Saved entries:
<<<<

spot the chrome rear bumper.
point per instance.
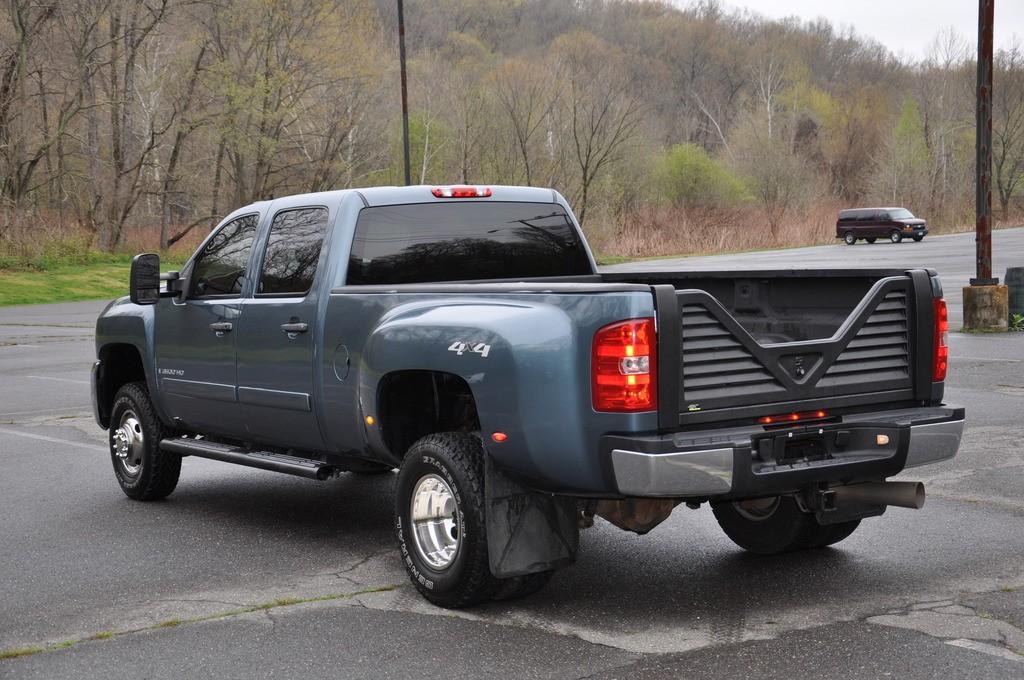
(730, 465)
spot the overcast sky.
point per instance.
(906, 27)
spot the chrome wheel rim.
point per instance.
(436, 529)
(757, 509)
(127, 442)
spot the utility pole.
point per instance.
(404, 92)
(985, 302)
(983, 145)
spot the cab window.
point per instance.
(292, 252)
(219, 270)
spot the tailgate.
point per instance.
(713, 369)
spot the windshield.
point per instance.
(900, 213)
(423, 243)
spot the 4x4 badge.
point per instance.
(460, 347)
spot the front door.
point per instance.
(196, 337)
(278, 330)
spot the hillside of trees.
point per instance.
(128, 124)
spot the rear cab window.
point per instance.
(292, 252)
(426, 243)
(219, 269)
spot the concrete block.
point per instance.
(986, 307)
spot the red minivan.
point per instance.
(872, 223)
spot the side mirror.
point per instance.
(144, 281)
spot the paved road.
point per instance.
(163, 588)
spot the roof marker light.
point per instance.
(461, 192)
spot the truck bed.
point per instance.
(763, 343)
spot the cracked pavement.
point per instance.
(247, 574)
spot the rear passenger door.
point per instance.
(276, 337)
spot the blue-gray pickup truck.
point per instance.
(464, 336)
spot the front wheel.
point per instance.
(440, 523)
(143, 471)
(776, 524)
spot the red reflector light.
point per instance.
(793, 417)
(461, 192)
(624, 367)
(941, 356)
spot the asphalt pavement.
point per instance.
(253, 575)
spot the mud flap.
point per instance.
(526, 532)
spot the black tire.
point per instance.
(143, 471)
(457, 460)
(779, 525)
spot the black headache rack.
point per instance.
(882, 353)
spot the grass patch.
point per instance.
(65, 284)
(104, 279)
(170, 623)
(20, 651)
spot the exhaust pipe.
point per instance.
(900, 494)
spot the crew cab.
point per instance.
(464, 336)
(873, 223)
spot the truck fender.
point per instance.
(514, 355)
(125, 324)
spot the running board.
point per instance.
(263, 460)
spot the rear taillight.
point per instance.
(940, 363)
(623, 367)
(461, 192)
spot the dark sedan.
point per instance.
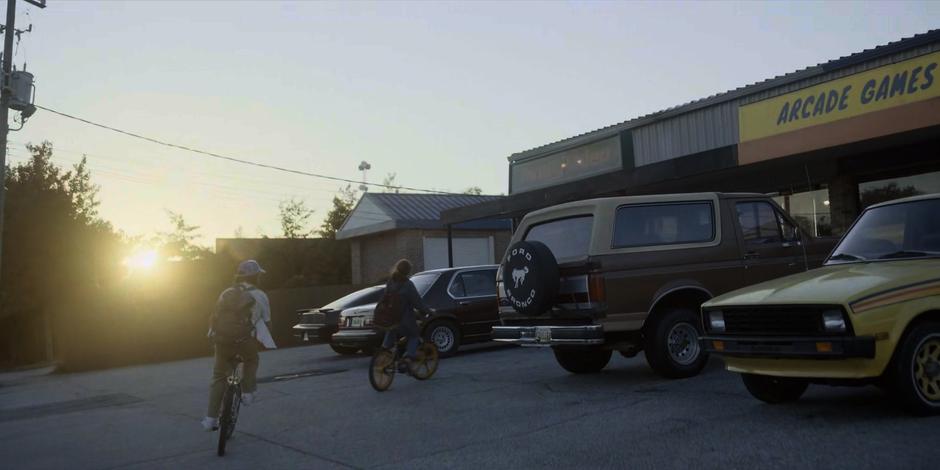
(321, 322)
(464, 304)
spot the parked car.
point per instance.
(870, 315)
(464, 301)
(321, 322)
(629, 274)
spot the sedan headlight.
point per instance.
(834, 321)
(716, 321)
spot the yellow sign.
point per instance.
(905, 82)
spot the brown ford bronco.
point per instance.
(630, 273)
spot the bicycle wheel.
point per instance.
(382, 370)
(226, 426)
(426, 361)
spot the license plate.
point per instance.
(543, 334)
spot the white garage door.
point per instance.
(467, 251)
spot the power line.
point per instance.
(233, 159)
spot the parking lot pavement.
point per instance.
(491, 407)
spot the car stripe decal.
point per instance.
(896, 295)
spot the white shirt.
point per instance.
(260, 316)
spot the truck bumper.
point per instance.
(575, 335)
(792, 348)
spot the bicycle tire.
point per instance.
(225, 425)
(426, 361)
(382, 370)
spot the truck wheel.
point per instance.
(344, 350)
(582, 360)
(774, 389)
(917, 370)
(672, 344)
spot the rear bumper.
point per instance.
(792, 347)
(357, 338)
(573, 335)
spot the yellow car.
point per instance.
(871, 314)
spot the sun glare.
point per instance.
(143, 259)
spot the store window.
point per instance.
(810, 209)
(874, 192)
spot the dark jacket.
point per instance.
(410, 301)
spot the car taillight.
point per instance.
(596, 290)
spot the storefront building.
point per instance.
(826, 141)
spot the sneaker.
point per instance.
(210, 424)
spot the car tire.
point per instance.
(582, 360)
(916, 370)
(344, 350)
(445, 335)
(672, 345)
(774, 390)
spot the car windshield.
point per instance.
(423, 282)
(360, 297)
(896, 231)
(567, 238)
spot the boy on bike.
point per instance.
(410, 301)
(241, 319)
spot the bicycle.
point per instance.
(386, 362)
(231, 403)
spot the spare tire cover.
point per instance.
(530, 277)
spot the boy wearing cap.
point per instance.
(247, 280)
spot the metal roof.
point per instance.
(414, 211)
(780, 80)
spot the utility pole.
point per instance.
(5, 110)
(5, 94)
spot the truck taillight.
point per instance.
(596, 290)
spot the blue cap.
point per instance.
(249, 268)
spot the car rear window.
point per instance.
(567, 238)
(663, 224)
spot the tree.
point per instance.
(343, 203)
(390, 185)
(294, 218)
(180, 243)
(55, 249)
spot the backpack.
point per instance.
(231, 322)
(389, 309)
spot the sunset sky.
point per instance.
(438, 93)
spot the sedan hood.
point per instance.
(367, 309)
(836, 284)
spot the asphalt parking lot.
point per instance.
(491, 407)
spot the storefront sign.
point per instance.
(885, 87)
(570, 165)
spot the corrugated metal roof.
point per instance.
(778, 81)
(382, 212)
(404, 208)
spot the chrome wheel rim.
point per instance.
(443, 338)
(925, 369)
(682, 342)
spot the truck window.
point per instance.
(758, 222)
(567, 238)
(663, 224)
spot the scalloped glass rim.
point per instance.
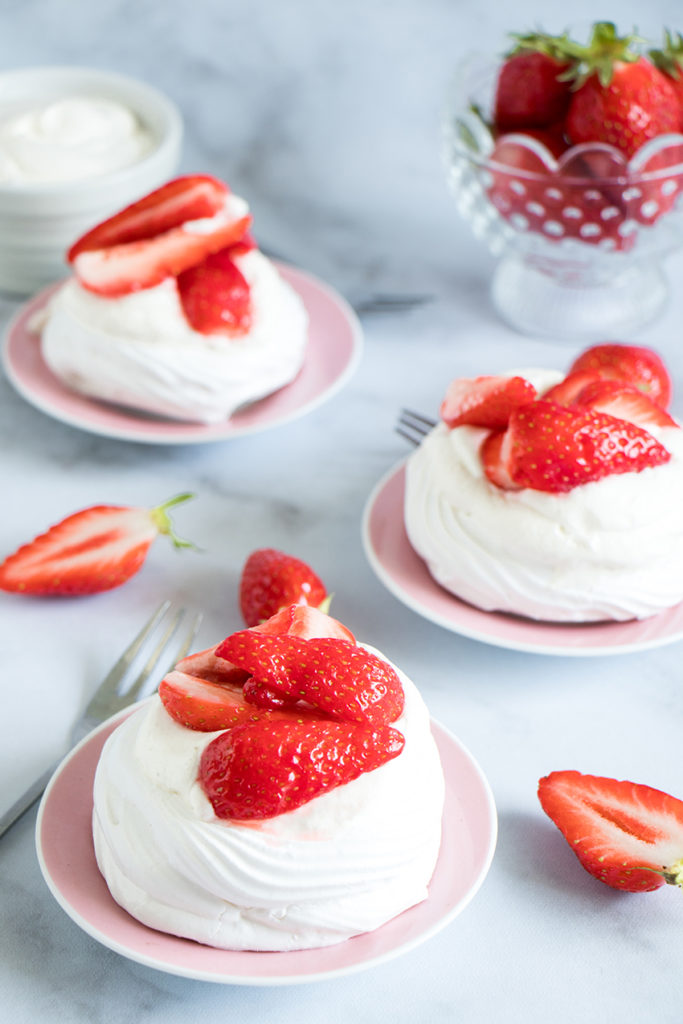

>>>>

Your instructions:
Among the lines above, find those with the string "tire" and copy them.

Exercise response:
spot the black tire.
spot the bicycle tire.
spot the car tire.
spot the spare tire cover.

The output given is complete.